Document source:

──────

Facilement synthétisés, et déjà utilisés notamment comme sondes locales en biologie ou pour la nanoélectronique ou la photonique, les nanocristaux semiconducteurs souffrent d’un défaut. Les vibrations acoustiques du réseau cristallin perturbent les états électroniques excités dans ces « atomes artificiels ». Des physiciens bordelais du Laboratoire Photonique Numérique et Nanosciences - LP2N (CNRS / Université Bordeaux 1 / Institut d’Optique Graduate School) et un chercheur du Laboratoire Ondes et Matière d’Aquitaine - LOMA (CNRS - Université Bordeaux 1) ont mis en évidence récemment pour la première fois une propriété unique des nanocristaux de semiconducteur : le phénomène de « goulot d’étranglement de phonons acoustiques ».

──────

Objet de la tâche:
Prolongez le texte sur les nanocristaux semiconducteurs en reprenant juste après sa dernière phrase. Les items qui suivent forment un matériau distinct, sans lien avec ce texte.

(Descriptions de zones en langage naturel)
──────

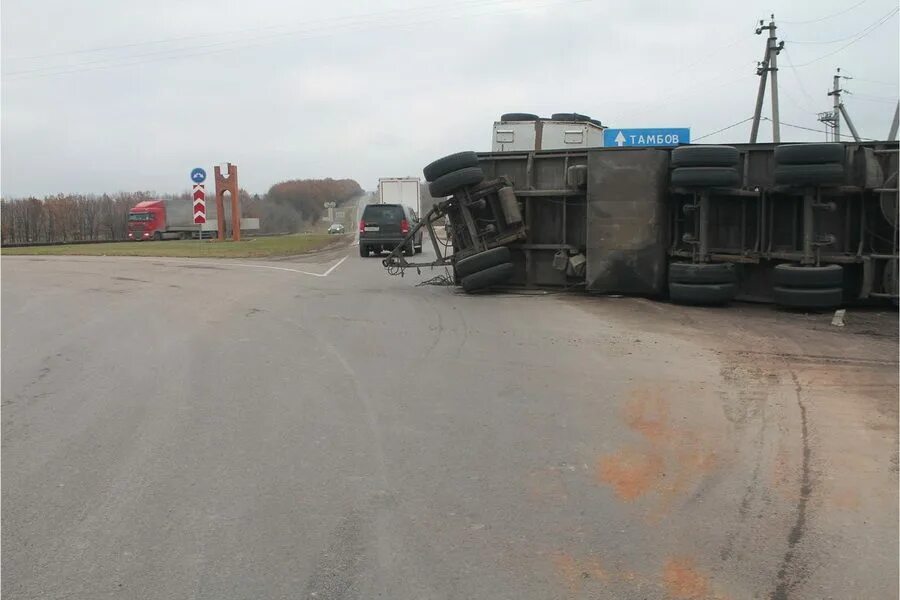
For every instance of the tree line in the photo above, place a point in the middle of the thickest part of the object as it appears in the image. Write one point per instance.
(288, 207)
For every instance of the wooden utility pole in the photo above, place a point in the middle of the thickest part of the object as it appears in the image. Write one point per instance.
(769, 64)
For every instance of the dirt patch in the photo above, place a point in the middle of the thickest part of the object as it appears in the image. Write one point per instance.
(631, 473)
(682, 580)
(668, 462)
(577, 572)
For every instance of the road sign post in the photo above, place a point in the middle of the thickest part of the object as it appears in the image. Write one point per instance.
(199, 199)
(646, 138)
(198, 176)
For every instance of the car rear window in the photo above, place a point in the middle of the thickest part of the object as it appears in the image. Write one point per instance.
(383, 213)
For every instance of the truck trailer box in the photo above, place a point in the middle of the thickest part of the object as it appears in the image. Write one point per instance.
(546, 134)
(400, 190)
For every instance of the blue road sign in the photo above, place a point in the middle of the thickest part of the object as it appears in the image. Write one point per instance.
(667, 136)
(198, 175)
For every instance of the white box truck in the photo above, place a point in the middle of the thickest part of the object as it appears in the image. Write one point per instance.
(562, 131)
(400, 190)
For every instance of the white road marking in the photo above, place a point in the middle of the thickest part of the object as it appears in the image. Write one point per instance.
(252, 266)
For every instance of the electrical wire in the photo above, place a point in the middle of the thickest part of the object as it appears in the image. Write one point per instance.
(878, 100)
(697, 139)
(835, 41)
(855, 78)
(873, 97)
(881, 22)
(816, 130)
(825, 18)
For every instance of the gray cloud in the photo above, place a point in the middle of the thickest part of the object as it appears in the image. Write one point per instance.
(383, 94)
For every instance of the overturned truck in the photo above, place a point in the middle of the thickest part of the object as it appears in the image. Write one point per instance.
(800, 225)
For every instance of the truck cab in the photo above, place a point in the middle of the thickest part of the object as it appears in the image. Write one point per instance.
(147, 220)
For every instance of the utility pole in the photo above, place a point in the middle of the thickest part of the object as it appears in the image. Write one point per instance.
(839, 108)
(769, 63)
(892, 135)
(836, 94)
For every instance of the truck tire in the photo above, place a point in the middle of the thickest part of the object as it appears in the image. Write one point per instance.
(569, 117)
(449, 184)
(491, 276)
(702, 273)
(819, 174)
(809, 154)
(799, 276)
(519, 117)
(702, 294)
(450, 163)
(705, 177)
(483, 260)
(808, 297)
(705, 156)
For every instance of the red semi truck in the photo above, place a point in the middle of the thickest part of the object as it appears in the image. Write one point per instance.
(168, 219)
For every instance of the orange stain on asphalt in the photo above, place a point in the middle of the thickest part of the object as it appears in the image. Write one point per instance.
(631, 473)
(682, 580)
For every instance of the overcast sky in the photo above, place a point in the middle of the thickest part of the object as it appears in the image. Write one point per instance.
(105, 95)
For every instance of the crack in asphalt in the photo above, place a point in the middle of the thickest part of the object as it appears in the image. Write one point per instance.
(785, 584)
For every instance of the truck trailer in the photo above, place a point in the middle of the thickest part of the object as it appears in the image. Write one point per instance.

──────

Réponse ci-dessous:
Les nanocristaux se comportent pour les ondes acoustiques comme un instrument musical de percussion : ils n’oscillent qu’à certaines fréquences bien précises et, si le cristal est assez petit, la fréquence minimale de vibration est plus grande que les fréquences acoustiques susceptibles de perturber les états excités du nanocristal. Dans ce travail publié dans la revue Nature Communications, les chercheurs ont mis en évidence expérimentalement cette propriété absente dans les nanocristaux obtenues par auto-assemblage sur un substrat. Pour ces dernières, les vibrations acoustiques peuvent prendre toutes les valeurs de fréquence car elles reposent sur un morceau macroscopique de matière. Pour obtenir ces résultats, les physiciens ont utilisé des nanocristaux façonnés spécifiquement par leurs collaborateurs chimistes australiens de l’Université de Melbourne. Ce sont des nanocristaux à double coque composés d’un coeur semiconducteur de séléniure de cadmium enrobé d’une première coque de sulfure de cadmium et d’une seconde coque de sulfure de zinc. Ils ont été conçus de manière à produire efficacement, sous l’effet d’une excitation laser, un complexe de trois charges appelé «trion» composé soit de deux trous et un électron soit de deux électrons et un trou. Ces nanocristaux, dispersés à très faible concentration (nanomolaire) dans une couche de polymère, sont soumis à une température qui peut être choisie entre 2 kelvins et la température ambiante et un champ magnétique pouvant atteindre 7 teslas.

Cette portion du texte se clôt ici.